Begin

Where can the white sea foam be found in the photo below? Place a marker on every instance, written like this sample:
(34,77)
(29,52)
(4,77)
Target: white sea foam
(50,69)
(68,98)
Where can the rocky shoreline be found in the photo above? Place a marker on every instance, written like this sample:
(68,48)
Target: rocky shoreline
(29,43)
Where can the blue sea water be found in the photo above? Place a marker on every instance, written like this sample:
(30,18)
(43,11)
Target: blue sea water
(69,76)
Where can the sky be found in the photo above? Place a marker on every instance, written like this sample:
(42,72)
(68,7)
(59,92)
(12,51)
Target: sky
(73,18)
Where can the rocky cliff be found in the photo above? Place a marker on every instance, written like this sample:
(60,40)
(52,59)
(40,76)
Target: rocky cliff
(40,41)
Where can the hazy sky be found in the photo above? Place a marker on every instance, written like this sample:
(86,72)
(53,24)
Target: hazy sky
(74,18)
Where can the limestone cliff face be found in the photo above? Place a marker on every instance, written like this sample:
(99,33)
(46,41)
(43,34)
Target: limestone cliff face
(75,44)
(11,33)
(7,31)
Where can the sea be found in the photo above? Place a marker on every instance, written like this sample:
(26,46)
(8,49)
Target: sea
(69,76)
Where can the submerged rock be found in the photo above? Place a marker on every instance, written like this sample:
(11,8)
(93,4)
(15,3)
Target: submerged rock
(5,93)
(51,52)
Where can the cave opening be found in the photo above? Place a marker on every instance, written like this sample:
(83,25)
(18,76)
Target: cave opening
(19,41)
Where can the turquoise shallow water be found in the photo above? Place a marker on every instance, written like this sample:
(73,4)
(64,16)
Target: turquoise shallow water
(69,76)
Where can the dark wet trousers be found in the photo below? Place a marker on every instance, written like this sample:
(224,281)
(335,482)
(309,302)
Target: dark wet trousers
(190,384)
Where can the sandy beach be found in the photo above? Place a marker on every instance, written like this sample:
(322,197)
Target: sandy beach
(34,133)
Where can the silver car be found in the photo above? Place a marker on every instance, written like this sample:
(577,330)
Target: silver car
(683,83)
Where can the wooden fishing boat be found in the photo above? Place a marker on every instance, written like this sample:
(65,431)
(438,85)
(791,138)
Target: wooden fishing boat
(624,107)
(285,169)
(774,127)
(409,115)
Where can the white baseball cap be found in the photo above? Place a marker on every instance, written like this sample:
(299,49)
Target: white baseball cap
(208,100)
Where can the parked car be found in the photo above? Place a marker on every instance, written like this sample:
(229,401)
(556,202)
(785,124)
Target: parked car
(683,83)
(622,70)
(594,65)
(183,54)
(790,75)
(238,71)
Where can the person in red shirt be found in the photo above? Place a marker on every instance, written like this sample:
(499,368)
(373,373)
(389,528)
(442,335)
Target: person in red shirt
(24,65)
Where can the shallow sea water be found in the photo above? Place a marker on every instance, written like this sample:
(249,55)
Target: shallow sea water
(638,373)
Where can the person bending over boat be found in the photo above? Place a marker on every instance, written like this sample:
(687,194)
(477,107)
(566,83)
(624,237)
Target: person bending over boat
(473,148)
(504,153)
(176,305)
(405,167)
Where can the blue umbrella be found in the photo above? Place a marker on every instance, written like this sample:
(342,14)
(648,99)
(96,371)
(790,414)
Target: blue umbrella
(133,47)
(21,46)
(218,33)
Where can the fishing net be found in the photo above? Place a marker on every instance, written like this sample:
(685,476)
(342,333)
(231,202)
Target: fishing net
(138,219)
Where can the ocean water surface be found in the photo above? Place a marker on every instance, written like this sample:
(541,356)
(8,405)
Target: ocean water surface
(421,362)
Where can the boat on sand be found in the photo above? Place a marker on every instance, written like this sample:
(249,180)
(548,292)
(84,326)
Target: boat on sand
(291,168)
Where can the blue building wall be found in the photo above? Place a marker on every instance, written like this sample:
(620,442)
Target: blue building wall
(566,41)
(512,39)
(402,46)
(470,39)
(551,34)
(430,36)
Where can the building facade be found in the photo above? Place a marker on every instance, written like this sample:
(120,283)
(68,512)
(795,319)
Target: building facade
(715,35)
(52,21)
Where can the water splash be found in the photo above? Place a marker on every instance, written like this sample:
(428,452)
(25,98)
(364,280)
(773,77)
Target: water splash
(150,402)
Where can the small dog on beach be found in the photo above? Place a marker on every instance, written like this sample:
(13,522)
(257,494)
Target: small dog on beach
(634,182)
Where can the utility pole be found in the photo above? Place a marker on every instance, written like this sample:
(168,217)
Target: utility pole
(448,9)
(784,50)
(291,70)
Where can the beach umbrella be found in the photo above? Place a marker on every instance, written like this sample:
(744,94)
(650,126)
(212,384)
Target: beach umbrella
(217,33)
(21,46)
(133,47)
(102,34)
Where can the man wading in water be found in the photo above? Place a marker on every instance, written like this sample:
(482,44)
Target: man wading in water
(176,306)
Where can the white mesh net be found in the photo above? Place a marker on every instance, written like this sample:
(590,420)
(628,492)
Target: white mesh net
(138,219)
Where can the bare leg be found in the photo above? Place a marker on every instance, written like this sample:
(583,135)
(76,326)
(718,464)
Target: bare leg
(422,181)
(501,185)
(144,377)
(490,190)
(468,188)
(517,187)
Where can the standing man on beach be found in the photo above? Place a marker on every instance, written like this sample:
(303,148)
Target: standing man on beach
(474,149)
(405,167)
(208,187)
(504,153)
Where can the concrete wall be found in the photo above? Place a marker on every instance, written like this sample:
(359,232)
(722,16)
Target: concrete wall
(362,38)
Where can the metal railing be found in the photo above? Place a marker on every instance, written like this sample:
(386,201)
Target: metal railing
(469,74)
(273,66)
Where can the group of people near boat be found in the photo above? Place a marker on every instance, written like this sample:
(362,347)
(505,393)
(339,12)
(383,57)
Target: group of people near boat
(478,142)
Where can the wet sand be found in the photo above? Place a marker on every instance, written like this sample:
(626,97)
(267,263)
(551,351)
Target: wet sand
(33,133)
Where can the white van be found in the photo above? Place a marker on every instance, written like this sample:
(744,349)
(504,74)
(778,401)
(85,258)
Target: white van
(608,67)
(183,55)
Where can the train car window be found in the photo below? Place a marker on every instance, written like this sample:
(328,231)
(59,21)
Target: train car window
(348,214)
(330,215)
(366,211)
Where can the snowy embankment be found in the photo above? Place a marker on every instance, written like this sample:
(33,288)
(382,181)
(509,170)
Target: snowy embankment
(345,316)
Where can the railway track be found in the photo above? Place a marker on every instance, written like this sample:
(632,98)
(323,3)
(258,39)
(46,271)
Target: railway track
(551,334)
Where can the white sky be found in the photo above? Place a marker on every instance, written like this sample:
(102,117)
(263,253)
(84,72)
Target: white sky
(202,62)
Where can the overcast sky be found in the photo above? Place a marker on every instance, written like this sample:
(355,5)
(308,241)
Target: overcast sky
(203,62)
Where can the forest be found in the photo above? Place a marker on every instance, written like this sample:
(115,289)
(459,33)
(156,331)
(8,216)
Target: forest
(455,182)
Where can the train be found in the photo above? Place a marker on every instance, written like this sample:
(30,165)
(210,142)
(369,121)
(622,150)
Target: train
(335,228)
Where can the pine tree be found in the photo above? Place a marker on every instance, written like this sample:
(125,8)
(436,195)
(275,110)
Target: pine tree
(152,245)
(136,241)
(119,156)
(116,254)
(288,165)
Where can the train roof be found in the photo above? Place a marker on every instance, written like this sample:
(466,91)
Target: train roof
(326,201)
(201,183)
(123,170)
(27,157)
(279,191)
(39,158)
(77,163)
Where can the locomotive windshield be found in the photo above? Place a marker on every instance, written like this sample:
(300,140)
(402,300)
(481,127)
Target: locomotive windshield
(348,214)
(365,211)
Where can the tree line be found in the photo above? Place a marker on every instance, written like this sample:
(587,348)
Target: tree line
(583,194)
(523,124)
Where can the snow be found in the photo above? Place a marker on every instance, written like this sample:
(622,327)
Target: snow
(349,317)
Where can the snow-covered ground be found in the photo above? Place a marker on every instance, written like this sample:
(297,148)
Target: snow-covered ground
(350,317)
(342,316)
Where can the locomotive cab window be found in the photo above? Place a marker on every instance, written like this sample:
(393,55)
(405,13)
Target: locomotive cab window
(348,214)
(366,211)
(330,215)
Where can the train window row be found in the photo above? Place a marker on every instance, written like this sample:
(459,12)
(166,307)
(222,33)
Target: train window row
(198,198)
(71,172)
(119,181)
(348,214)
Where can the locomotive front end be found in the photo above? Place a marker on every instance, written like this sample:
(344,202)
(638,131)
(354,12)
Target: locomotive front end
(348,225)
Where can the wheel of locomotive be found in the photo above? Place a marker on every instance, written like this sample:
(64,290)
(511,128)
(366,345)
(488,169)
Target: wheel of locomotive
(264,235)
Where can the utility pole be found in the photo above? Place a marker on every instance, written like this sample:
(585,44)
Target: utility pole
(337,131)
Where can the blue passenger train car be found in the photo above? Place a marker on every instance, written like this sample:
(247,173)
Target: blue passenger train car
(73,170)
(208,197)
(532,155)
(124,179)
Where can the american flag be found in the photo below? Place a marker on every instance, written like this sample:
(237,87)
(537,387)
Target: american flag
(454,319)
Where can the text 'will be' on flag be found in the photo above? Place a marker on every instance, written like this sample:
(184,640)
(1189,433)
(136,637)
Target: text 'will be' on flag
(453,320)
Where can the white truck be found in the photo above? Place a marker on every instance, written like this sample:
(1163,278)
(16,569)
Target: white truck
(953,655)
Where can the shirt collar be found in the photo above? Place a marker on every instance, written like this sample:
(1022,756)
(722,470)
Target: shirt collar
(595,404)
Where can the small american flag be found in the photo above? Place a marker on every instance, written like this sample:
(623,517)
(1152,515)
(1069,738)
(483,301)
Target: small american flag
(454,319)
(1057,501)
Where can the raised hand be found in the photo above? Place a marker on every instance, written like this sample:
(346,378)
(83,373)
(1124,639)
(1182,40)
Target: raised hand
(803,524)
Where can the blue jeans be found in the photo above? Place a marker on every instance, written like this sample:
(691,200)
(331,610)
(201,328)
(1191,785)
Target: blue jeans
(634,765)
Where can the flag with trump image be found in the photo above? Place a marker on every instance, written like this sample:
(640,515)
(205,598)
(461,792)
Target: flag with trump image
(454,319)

End

:: Your objective ::
Everything from the line that contains "Where can the small american" through the end of the records must be duplicated exactly, and nothing outside that range.

:: Problem solution ::
Where can the small american flag be found in the photo above? Place a marker on every instance, written like this sample:
(623,517)
(1152,515)
(1069,738)
(483,301)
Target: small american flag
(454,319)
(1057,501)
Where can the raised hand be found in the photo above? Place a marker on every instance, written like this sample:
(346,378)
(83,373)
(1124,639)
(1182,40)
Target: raised hand
(803,524)
Where can the blue jeans be found in the photo above? Place a marker on every instance, written like this sample:
(691,200)
(331,610)
(201,328)
(1191,785)
Target: blue jeans
(634,765)
Where can the flag with trump image be found in the photo above? Place a marker on every instance, written like this sample:
(640,515)
(205,598)
(461,792)
Target: flag with trump image
(454,319)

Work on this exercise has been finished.